## BRIEF
Copy out the listing below, swapping every "wooden" for "timber" and leaving everything else unchanged.

[Excerpts from point annotation data]
:::
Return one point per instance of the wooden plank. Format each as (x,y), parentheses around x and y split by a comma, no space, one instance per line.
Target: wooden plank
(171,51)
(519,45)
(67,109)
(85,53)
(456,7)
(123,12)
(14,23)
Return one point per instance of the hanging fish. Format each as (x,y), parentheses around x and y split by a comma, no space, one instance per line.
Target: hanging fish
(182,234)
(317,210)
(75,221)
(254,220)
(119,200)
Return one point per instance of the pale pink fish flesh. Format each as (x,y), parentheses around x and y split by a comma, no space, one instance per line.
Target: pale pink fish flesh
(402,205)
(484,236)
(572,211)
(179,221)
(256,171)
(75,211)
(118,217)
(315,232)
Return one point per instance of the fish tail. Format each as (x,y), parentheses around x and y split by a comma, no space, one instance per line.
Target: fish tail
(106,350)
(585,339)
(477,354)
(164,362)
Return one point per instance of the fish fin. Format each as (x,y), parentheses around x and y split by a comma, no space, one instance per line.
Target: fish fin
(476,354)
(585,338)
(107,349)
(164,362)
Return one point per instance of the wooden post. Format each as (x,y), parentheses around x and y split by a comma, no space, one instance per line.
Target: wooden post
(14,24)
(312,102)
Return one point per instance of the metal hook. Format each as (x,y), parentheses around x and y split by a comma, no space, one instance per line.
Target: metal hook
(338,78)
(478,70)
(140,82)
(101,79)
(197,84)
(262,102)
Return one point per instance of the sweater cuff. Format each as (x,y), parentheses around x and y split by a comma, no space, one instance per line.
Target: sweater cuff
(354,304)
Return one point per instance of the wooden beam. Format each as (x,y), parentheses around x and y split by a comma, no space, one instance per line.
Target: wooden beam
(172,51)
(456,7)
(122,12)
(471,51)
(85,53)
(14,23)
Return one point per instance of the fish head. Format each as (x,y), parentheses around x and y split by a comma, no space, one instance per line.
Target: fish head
:::
## FINISHED EXERCISE
Return one point per instance of the timber plank. Format each as (x,y), parentheses around x and y split by a comma, no space, one instance per line.
Target: timber plank
(171,51)
(519,45)
(67,109)
(85,53)
(456,7)
(123,12)
(14,23)
Return one point per instance of the hanging fish. Format each as (x,y), parentheses around x and y split by a comma, no space, one instance per line.
Target: hanging fish
(182,234)
(317,210)
(75,221)
(254,220)
(119,200)
Return one point per instance of the pale pink fish flesh. Format each as (x,y), parentheses around x and y split by a comma, no space, one instance per line.
Target: pale pink fish flesh
(402,205)
(484,236)
(572,211)
(179,221)
(256,171)
(75,211)
(118,217)
(315,232)
Return one point per instance of the fish tail. Format each as (x,y), parentheses around x and y split by a comma, no space, one instance per line.
Target: fish tail
(106,350)
(585,339)
(477,354)
(164,362)
Return one point per instance of the fish fin. Format each as (x,y), parentheses around x and y split by a comma, no space, one instance per line.
Target: fish fin
(476,354)
(585,338)
(107,349)
(164,362)
Return one point per instance of the timber post. Format each as (x,y), parentheses around x and y split by a comma, no space, one instance per line.
Target: timber post
(14,24)
(312,102)
Return one point per instance of the metal hook. Format each as (x,y), parentheses around x and y split by a comma, no space, one instance per line.
Target: metal hook
(338,78)
(478,70)
(140,82)
(101,79)
(197,84)
(262,102)
Return one point per instance of the sweater cuff. Format each as (x,y), parentheses around x and y split by a comma, no space, one instance per line.
Target: sweater cuff
(354,304)
Return one point per instance of the timber beam. Format each as (x,y), parentheses around x and y split by a comma, no space, one instance per line.
Target: timber beam
(172,51)
(456,7)
(122,12)
(471,51)
(85,53)
(14,23)
Return one point per instance of the fish head. Format each as (x,y), parentheses around x and y split by a comma, no space, one instance per line.
Target: fish head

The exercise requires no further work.